### WHAT TO WORK ON
Tell how many lines in the records contain the word "positive"; the number alone is the answer.

----------

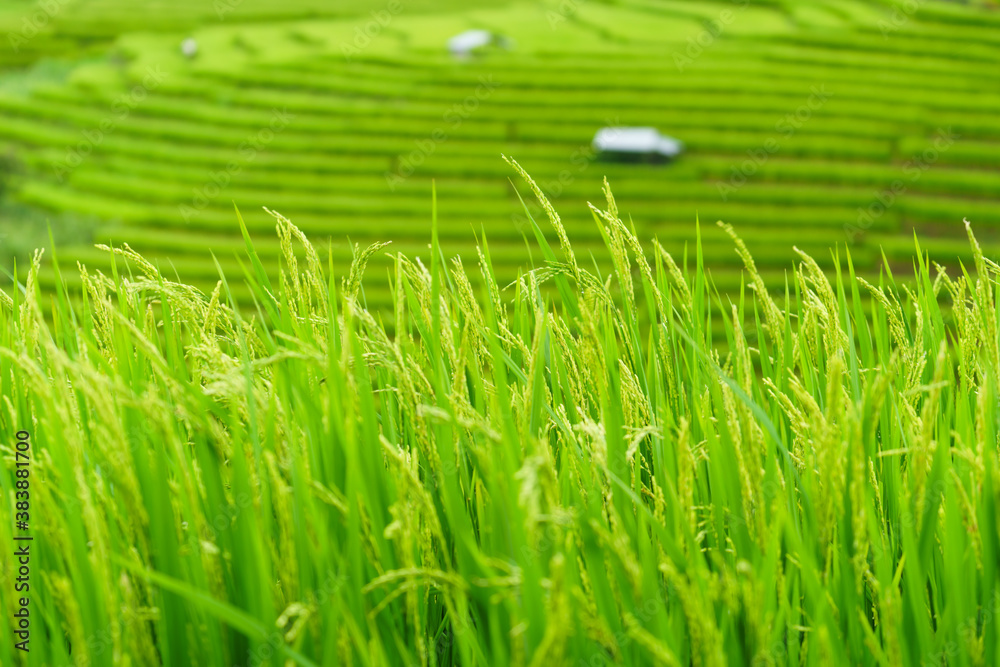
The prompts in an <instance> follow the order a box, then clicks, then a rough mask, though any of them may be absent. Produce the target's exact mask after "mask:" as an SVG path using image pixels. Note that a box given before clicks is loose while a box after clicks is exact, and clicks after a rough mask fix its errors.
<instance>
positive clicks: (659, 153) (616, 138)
mask: <svg viewBox="0 0 1000 667" xmlns="http://www.w3.org/2000/svg"><path fill="white" fill-rule="evenodd" d="M594 150H595V151H597V152H598V153H600V154H601V155H604V156H607V157H617V158H624V159H628V158H632V159H640V160H641V159H667V160H670V159H673V158H675V157H677V156H678V155H680V154H681V153H682V152H683V151H684V144H683V143H681V142H680V141H678V140H677V139H674V138H673V137H667V136H664V135H662V134H660V132H659V131H658V130H657V129H655V128H652V127H604V128H601V129H600V130H598V131H597V134H596V135H594Z"/></svg>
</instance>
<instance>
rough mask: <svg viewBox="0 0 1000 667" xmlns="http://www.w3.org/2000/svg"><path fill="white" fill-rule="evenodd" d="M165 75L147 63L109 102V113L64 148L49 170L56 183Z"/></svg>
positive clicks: (160, 83) (111, 128) (127, 117)
mask: <svg viewBox="0 0 1000 667" xmlns="http://www.w3.org/2000/svg"><path fill="white" fill-rule="evenodd" d="M168 76H169V74H168V73H166V72H164V71H162V70H161V69H160V67H159V66H158V65H157V66H156V67H147V68H146V75H145V76H144V77H143V78H142V81H141V82H140V83H137V84H136V85H135V86H133V87H132V89H131V90H130V91H128V92H127V93H125V94H123V95H119V96H118V97H117V98H116V99H115V101H114V102H112V103H111V115H110V116H108V117H106V118H105V119H104V120H102V121H101V122H100V124H99V125H98V126H97V127H96V128H91V129H88V130H84V131H83V133H82V134H83V140H82V141H80V142H79V143H77V144H76V145H75V146H72V147H70V148H68V149H66V155H65V156H64V157H63V159H62V160H60V161H59V162H57V163H55V164H54V165H52V170H53V172H54V174H55V177H56V180H58V181H59V182H60V183H62V182H63V181H65V180H66V176H67V175H69V174H70V173H71V172H72V171H73V170H74V169H76V168H77V167H79V166H80V165H81V164H83V161H84V160H85V159H86V158H87V157H88V156H89V155H90V154H91V153H93V152H94V149H95V148H97V147H98V146H100V145H101V144H102V143H104V140H105V139H106V138H107V137H108V136H109V135H111V134H113V133H114V131H115V130H116V129H117V128H118V126H119V125H120V124H121V123H122V122H123V121H124V120H125V119H126V118H128V117H129V115H131V113H132V111H133V110H134V109H135V108H136V107H137V106H139V105H140V104H142V103H143V102H145V101H146V98H147V97H149V93H150V92H152V91H153V90H156V88H157V87H159V86H160V84H162V83H163V82H164V80H166V79H167V77H168Z"/></svg>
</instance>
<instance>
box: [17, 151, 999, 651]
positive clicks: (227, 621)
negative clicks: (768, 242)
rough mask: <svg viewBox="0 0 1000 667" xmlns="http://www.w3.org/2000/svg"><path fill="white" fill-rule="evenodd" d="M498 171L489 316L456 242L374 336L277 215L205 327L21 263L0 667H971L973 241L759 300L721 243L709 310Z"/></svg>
mask: <svg viewBox="0 0 1000 667" xmlns="http://www.w3.org/2000/svg"><path fill="white" fill-rule="evenodd" d="M515 166H516V165H515ZM518 169H519V168H518ZM521 173H522V174H523V172H521ZM523 175H524V177H525V178H526V179H527V183H528V186H529V189H530V190H532V191H533V192H534V194H535V195H536V196H537V197H539V198H540V202H539V205H540V207H541V210H543V211H545V212H546V218H547V219H546V220H535V219H532V220H531V230H532V231H533V233H534V243H535V244H536V245H537V248H538V250H539V251H540V253H541V257H542V261H541V263H540V264H539V265H537V266H536V267H535V268H534V269H533V270H531V271H529V272H526V273H524V274H523V275H521V276H520V278H519V279H518V280H517V281H516V282H514V283H512V284H509V285H505V284H499V283H498V282H497V280H496V278H495V273H494V271H493V268H492V264H491V258H490V248H489V244H488V240H487V239H486V238H481V239H480V244H479V246H478V249H477V252H476V255H475V256H466V257H462V258H458V257H456V258H453V259H448V258H446V257H445V256H444V255H443V253H442V252H441V251H440V247H439V245H438V240H437V235H436V231H435V234H434V237H433V239H432V243H431V246H430V254H429V255H427V256H426V257H423V258H418V257H406V256H403V255H402V254H395V255H394V256H393V266H394V269H393V272H392V277H391V282H392V310H391V312H390V311H389V310H388V309H386V310H384V311H377V310H369V309H367V308H366V307H365V297H364V285H365V280H366V279H365V276H364V273H365V266H366V264H367V262H368V261H369V259H370V258H371V257H372V256H373V255H374V254H376V253H384V252H391V246H390V247H389V249H388V250H387V249H385V248H383V247H382V246H373V247H370V248H368V249H366V250H360V249H359V250H358V252H357V254H356V257H355V261H354V263H353V265H352V266H351V268H350V271H349V272H348V273H346V274H345V273H340V274H338V273H335V271H334V262H333V261H332V259H331V256H330V255H329V253H327V257H325V258H324V256H323V253H322V251H321V250H320V249H317V248H314V247H313V246H312V245H311V244H310V243H309V241H308V239H307V238H306V237H305V235H304V234H302V233H301V232H300V231H299V230H298V228H296V227H295V225H293V224H292V222H290V221H289V220H287V219H285V218H284V217H282V216H280V215H277V214H275V219H276V222H277V225H276V227H277V235H278V238H279V240H280V243H281V247H282V251H283V257H284V261H283V265H282V270H281V273H280V275H278V276H269V275H268V272H267V271H266V270H265V268H264V266H263V264H262V263H261V261H260V259H259V257H258V255H257V254H256V253H255V251H254V246H253V243H252V241H251V237H250V235H249V233H248V232H247V230H246V227H245V226H242V219H240V223H241V226H242V228H243V235H244V238H245V240H246V256H245V258H244V259H243V260H242V266H243V268H244V275H243V276H239V277H238V276H233V275H220V280H219V282H218V285H217V286H216V288H215V290H214V291H213V292H212V293H210V294H204V293H202V292H200V291H198V290H196V289H194V288H192V287H189V286H187V285H184V284H179V283H177V282H174V281H172V280H170V278H169V277H168V276H167V275H165V273H164V272H161V271H160V269H159V268H158V267H157V266H154V265H153V264H151V263H149V262H147V261H146V260H144V259H143V258H142V257H141V256H139V255H138V254H137V253H135V252H133V251H132V250H131V249H130V248H129V247H128V246H123V247H118V248H106V249H105V250H106V251H107V252H109V253H113V254H114V256H115V262H114V263H113V265H112V267H113V270H112V271H111V272H110V274H104V273H101V272H91V271H88V270H87V269H86V268H85V267H83V266H80V267H79V272H80V274H81V278H82V285H83V290H82V293H81V294H74V293H73V292H72V290H71V289H69V288H68V287H66V283H65V281H64V280H63V278H62V274H61V273H60V272H59V270H58V268H57V274H56V275H57V281H56V282H57V290H56V291H55V293H54V294H45V293H43V292H42V291H41V290H40V289H39V287H38V283H37V280H36V278H37V274H38V271H39V266H40V258H39V256H37V255H36V257H35V258H34V261H33V263H32V264H31V266H30V268H29V271H28V274H27V277H26V279H25V280H24V283H23V285H22V286H21V288H20V289H12V290H9V294H8V293H4V294H3V295H2V296H0V300H2V304H0V308H2V309H3V311H4V314H3V317H2V318H0V398H2V405H0V432H2V434H3V456H4V467H5V473H4V474H2V475H0V484H2V488H3V494H4V498H5V500H6V502H4V503H0V544H2V548H3V550H4V553H5V557H4V558H3V559H2V560H0V562H2V567H3V569H2V571H0V606H2V608H3V609H4V610H5V614H4V616H5V622H4V623H2V624H0V662H2V663H3V664H4V665H7V664H12V665H21V664H23V665H32V666H34V665H57V666H58V665H95V666H96V665H161V664H162V665H189V664H202V665H254V666H256V665H354V664H357V665H397V664H399V665H404V664H405V665H421V666H431V667H434V666H439V665H441V666H443V665H508V664H510V665H532V666H534V665H560V664H571V665H581V666H583V665H587V666H590V665H605V664H609V665H610V664H616V665H617V664H623V665H652V664H656V665H696V666H710V665H737V664H750V665H826V664H858V665H925V664H926V665H930V664H934V665H937V664H948V665H993V664H997V662H998V661H1000V656H998V648H1000V646H998V633H997V612H998V610H1000V598H998V595H997V593H998V587H997V577H998V572H997V565H998V557H1000V540H998V517H997V512H996V507H997V493H998V491H997V489H998V488H1000V487H998V482H1000V480H998V467H997V456H996V454H997V450H996V443H997V429H998V414H997V412H998V411H997V400H998V398H997V397H998V394H997V379H998V377H1000V347H998V345H1000V344H998V341H1000V339H998V316H997V313H998V312H1000V310H998V302H997V299H998V294H1000V290H998V284H997V280H998V278H997V277H998V275H1000V266H998V265H997V264H996V263H994V262H993V261H991V260H989V259H987V258H986V257H984V256H983V253H982V252H981V251H980V249H979V246H978V244H977V242H976V240H975V238H974V237H973V234H972V232H971V230H970V231H969V234H968V236H969V243H970V244H971V248H972V255H973V257H974V260H975V264H974V266H970V267H968V270H966V269H965V268H962V269H961V271H959V272H953V273H952V274H951V275H949V273H948V272H946V271H945V270H944V269H943V268H941V267H940V266H938V265H936V264H934V263H933V262H932V261H931V260H930V258H929V257H928V256H927V255H925V254H924V253H922V252H921V250H920V246H919V244H917V245H916V247H915V252H914V254H913V257H914V260H913V275H912V277H908V278H907V280H905V281H904V280H901V279H899V278H897V277H896V276H894V275H893V274H892V273H891V272H890V271H889V270H888V269H885V270H883V273H882V275H881V278H880V279H879V280H878V281H876V282H877V284H873V283H872V282H869V281H866V280H864V279H861V278H856V277H855V275H854V268H853V265H852V262H851V257H850V255H849V254H848V253H846V252H836V251H834V253H833V265H834V271H833V272H832V274H829V275H828V274H826V273H824V271H822V270H821V269H820V266H819V264H817V262H816V261H814V259H813V258H811V257H809V256H808V255H805V254H801V257H800V260H799V261H798V262H797V263H796V264H795V265H794V266H792V267H789V269H790V270H789V273H788V274H787V280H786V281H785V283H784V284H781V285H775V284H765V283H764V280H763V278H762V277H761V276H760V275H759V274H758V272H757V271H756V268H755V265H754V261H753V258H752V257H751V256H750V254H749V253H748V252H747V251H746V248H745V246H744V245H743V244H742V242H741V241H740V239H739V237H738V236H737V233H736V231H734V230H732V229H730V228H728V227H724V231H725V232H726V233H728V234H729V235H731V236H732V239H733V246H734V249H735V252H736V253H737V254H738V255H739V257H740V258H741V259H742V261H743V263H744V265H745V284H746V289H745V290H743V291H742V292H740V293H739V294H737V295H735V296H733V297H731V298H730V297H727V296H724V295H722V294H721V293H719V292H718V291H716V290H715V289H714V287H713V283H712V281H711V278H710V271H709V267H707V266H705V265H704V262H703V256H702V253H701V248H700V242H698V243H696V244H695V246H694V247H693V248H692V249H691V252H690V253H689V254H688V253H685V254H684V255H683V256H677V257H675V256H672V254H671V253H670V252H668V251H667V250H666V249H665V248H664V247H663V246H662V245H660V244H658V243H657V242H655V241H653V242H652V243H651V244H649V243H644V242H643V241H641V240H640V239H639V238H637V236H636V234H635V232H634V228H633V226H632V225H631V223H628V222H625V221H623V220H622V219H621V216H620V215H619V213H618V208H617V205H616V203H615V200H614V198H613V196H612V194H611V191H610V188H608V187H607V186H605V193H604V194H605V201H604V202H602V203H601V205H600V206H592V207H591V211H592V214H593V220H594V223H595V224H596V226H597V228H598V229H599V230H600V233H601V235H602V237H603V239H604V242H605V244H606V245H607V248H608V250H609V252H610V256H611V262H610V269H609V270H607V271H606V272H602V271H601V270H600V269H599V268H598V267H593V268H592V267H591V266H590V263H589V261H588V260H586V259H585V258H584V257H577V256H575V255H574V252H573V249H572V247H571V241H572V239H571V238H570V236H569V235H568V234H567V233H566V231H565V230H564V228H563V226H562V223H561V220H560V217H559V215H558V214H557V212H556V211H555V210H554V208H553V207H552V206H551V205H550V204H549V203H548V202H547V201H546V200H545V198H544V195H542V193H541V190H540V189H539V188H538V187H537V186H535V184H534V182H533V181H531V179H530V178H529V177H527V174H523ZM526 211H528V208H527V207H526ZM529 215H530V213H529ZM435 230H436V225H435ZM699 238H700V237H699ZM550 239H556V240H557V241H558V242H557V243H556V242H551V243H550ZM54 260H55V262H54V264H55V266H56V267H58V266H59V263H58V258H54ZM237 283H239V284H244V285H245V286H246V287H247V288H248V289H249V290H250V292H251V293H252V295H253V296H254V300H255V303H256V308H255V309H254V310H253V311H252V312H248V311H247V310H246V309H243V308H240V307H239V306H238V305H237V303H236V301H235V300H234V299H233V297H232V291H233V287H234V286H235V285H236V284H237ZM18 432H21V433H22V435H21V436H18V441H20V440H21V439H23V434H24V433H27V434H28V436H30V447H31V453H30V456H31V465H30V478H29V479H30V508H31V510H30V528H29V529H28V530H27V531H23V530H20V529H17V528H15V526H16V524H15V516H14V514H15V493H16V492H17V490H18V489H19V488H20V487H18V486H17V484H16V482H17V480H18V479H21V477H19V476H18V475H17V474H16V470H17V465H16V463H17V458H18V457H17V456H16V454H17V451H16V447H15V434H16V433H18ZM28 534H30V535H31V536H32V537H33V538H34V539H33V541H32V542H31V547H30V548H31V561H30V568H31V575H30V592H29V593H26V594H22V593H16V594H15V592H14V591H15V588H14V582H15V581H16V580H17V577H18V565H17V563H16V562H15V561H13V560H12V559H11V558H9V557H7V554H9V553H10V552H11V551H12V550H13V549H14V548H15V546H14V545H15V544H21V543H20V542H16V541H15V539H14V538H15V537H17V536H19V535H28ZM21 595H28V596H29V597H30V605H29V609H30V619H31V627H30V632H31V634H30V645H29V646H30V652H27V653H26V652H23V651H21V650H19V649H18V648H16V645H17V644H18V643H19V642H21V641H22V638H21V637H20V636H18V635H16V634H15V631H16V630H17V622H16V619H13V618H12V617H11V614H12V613H13V612H10V613H8V610H14V609H16V608H17V604H18V598H19V597H20V596H21Z"/></svg>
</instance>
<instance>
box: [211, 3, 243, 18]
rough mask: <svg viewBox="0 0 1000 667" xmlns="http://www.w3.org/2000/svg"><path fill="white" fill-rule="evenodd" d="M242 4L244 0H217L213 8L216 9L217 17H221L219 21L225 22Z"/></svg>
mask: <svg viewBox="0 0 1000 667" xmlns="http://www.w3.org/2000/svg"><path fill="white" fill-rule="evenodd" d="M242 4H243V0H215V2H214V3H213V4H212V8H213V9H215V15H216V16H218V17H219V20H220V21H225V20H226V15H227V14H232V13H233V12H235V11H236V10H237V9H238V8H239V6H240V5H242Z"/></svg>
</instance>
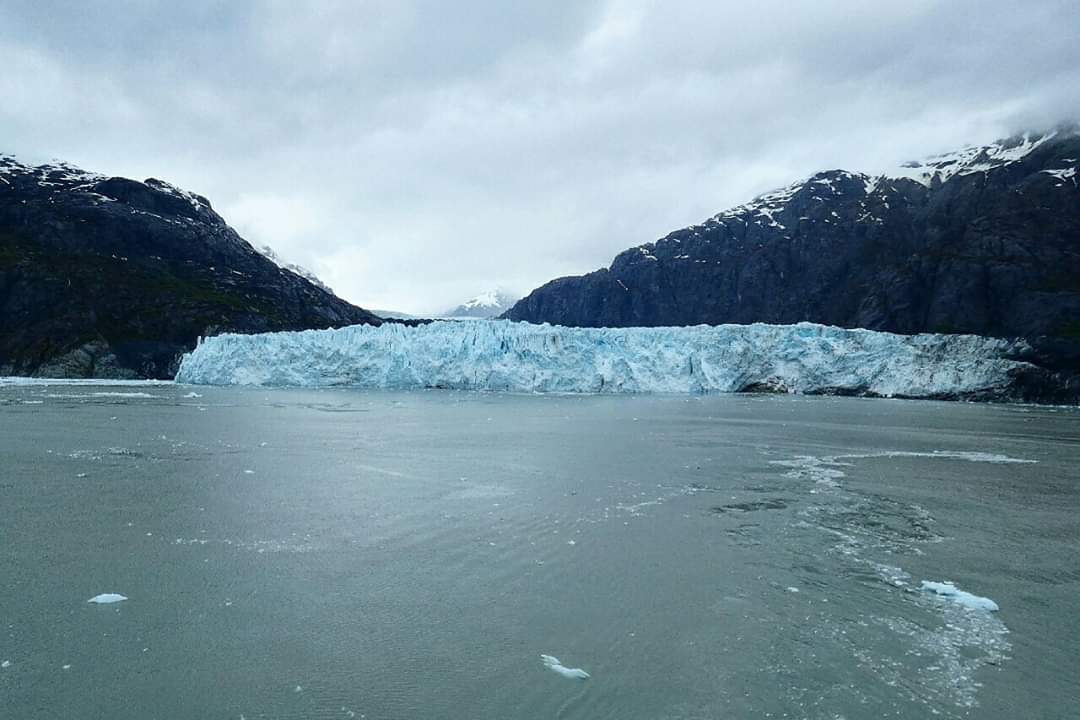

----------

### REPLY
3